**EXERCISE DIRECTIONS**
Every line in the material below that includes "hair" should be copied.

**TASK INPUTS**

+-------+

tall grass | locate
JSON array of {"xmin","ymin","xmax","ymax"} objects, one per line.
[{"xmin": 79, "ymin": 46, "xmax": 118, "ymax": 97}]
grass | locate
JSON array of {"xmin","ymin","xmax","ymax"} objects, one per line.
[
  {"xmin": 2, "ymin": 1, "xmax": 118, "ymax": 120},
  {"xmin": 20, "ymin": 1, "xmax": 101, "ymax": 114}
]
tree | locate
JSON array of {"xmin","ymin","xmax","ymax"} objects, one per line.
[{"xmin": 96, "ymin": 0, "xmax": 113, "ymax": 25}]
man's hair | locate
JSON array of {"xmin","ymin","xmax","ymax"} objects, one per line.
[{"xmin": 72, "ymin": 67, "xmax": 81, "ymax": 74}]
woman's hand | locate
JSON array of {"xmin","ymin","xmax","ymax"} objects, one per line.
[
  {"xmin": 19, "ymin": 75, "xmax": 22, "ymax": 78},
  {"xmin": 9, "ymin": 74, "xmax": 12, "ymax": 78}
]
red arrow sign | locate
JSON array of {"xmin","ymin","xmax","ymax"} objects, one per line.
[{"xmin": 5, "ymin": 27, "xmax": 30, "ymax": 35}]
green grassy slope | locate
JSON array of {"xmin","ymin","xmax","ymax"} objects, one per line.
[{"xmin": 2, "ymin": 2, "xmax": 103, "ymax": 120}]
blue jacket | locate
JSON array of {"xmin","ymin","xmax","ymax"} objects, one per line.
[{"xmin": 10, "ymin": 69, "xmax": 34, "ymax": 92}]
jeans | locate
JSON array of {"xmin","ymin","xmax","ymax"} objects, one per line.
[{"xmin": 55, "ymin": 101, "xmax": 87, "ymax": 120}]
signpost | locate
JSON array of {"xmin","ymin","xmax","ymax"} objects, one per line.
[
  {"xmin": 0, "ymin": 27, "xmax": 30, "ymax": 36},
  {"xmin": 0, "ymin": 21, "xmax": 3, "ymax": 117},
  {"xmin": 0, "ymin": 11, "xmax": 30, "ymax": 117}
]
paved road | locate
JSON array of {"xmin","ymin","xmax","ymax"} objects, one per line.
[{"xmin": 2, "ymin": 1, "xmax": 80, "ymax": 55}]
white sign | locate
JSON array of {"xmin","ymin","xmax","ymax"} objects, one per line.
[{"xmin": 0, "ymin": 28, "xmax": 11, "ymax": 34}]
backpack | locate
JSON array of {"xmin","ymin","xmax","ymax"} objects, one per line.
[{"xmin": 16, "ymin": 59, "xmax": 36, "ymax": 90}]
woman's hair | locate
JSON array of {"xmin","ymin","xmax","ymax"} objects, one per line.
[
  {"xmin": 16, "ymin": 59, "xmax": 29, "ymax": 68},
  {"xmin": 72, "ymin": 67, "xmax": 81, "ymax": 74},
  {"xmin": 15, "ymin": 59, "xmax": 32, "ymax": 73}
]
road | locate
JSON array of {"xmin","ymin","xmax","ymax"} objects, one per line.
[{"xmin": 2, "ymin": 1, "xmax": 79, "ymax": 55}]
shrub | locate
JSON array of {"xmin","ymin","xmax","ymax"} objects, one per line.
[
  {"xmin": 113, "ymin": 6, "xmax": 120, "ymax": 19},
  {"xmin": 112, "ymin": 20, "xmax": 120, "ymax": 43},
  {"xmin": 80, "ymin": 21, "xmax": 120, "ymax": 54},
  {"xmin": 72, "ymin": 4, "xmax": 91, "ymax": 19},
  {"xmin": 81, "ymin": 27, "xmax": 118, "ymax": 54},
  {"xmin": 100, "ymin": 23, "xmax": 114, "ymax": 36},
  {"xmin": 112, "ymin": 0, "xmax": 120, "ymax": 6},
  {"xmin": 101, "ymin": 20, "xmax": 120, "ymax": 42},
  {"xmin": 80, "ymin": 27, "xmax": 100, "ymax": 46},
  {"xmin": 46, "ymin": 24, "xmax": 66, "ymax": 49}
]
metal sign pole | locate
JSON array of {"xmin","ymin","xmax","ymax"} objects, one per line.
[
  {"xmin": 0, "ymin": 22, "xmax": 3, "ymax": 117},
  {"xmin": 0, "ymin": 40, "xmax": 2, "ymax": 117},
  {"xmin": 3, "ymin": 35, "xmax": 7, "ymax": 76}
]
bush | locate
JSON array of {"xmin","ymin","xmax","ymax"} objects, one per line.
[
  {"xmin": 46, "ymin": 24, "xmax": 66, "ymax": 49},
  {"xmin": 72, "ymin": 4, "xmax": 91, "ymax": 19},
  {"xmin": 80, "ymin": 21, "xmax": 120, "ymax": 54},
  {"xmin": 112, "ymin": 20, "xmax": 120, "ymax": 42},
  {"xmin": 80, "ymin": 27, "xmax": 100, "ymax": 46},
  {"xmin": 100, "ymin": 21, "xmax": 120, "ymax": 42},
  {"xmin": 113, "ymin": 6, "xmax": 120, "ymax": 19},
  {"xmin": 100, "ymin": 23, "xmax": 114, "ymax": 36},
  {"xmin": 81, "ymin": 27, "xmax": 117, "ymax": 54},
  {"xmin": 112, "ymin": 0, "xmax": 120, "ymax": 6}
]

+-------+

**TASK OUTPUT**
man's hair | locate
woman's hair | locate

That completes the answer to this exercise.